* start MATERIAL PROVIDED *

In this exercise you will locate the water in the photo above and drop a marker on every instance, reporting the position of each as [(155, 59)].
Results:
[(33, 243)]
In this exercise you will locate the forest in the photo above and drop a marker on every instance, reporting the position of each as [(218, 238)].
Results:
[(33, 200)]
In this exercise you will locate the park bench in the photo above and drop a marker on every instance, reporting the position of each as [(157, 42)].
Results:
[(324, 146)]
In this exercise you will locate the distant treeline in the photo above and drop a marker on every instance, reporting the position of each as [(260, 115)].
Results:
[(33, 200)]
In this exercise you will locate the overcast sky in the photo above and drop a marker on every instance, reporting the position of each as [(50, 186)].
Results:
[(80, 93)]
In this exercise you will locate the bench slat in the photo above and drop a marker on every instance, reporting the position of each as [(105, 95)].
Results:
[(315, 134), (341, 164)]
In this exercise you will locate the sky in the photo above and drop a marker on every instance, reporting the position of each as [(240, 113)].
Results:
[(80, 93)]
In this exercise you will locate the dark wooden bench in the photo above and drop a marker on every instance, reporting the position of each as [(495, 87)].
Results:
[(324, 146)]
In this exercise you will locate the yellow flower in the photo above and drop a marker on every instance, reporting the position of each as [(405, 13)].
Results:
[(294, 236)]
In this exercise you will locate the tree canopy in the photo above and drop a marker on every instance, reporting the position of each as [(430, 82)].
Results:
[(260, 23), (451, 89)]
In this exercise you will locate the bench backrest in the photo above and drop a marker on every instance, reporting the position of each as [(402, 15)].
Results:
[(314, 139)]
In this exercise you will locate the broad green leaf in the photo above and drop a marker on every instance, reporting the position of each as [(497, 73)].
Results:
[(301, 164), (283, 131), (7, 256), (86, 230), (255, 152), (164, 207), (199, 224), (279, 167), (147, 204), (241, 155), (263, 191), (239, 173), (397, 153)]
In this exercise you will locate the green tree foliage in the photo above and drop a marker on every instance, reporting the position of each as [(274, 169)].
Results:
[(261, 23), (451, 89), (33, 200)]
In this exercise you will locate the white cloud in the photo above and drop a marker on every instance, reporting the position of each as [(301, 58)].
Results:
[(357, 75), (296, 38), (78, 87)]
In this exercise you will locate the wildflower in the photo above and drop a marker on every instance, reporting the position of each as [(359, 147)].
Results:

* end MATERIAL PROVIDED *

EXERCISE TASK | Copy out every item above word for word, changing nothing in any line.

ANSWER TO THE TASK |
In this exercise you will locate the water in the photo above and drop a marker on every instance, reporting the position of each as [(155, 59)].
Results:
[(33, 243)]
In this exercise you will locate the forest in the photo above and drop a marker on every instance, reporting the position of each as [(218, 238)].
Results:
[(33, 200)]
In this exercise you will locate the park bench in the photo above and drop a marker on every instance, reporting the position of each as [(157, 42)].
Results:
[(324, 146)]
In this exercise you will locate the distant treeline in the photo above and drop a marker on every instance, reporting the position of each as [(260, 115)].
Results:
[(33, 200)]
In this exercise you will locate the overcast sky in the photo above and drop a marker on every instance, reporting the position of each as [(50, 186)].
Results:
[(80, 93)]
In this exercise you will locate the bench slat in the photo above and drop a marker on every instance, reporting the position of each as [(105, 95)].
Results:
[(315, 134), (341, 164)]
In this exercise you will locate the sky in the photo above and drop a marker on every instance, reporting the position of each as [(240, 113)].
Results:
[(80, 93)]
In this exercise you will locate the dark wooden bench in the photo above and drop a marker on every instance, reporting the position of each as [(495, 87)].
Results:
[(324, 146)]
In this exercise you will locate the yellow flower in the photo above and drop a marker on every instance, reporting the position of each as [(405, 13)].
Results:
[(294, 236)]
In this exercise you will locate the tree canopy in the photo above and drop a marker on every instance, reporting the position of each as [(430, 82)].
Results:
[(260, 23), (451, 89)]
In this exercise you will locate the bench backrest in the photo above and drop a marker on every instance, reporting the position of each as [(402, 15)].
Results:
[(314, 139)]
In this exercise you will locate the broad green leaf in the photo above and drop a marker on every instance, reporting the position of each as [(497, 73)].
Results:
[(301, 164), (283, 131), (7, 256), (86, 230), (255, 152), (164, 207), (199, 224), (279, 167), (147, 204), (241, 155), (263, 191), (239, 173), (397, 153)]
In this exercise you will locate the green tree foliage in the photo above and drop a marker on every instance, reporting the position of each as [(274, 169)].
Results:
[(261, 23), (451, 89), (33, 200)]
In this exercise you will locate the white cloud in the photo above and drop a marker on every instance, reporting the position of each as [(301, 58)].
Results:
[(357, 75), (296, 38), (78, 87)]
In this exercise you will locate the wildflower in the photo above and drop a marker on every instance, reporting the position of each as [(359, 147)].
Results:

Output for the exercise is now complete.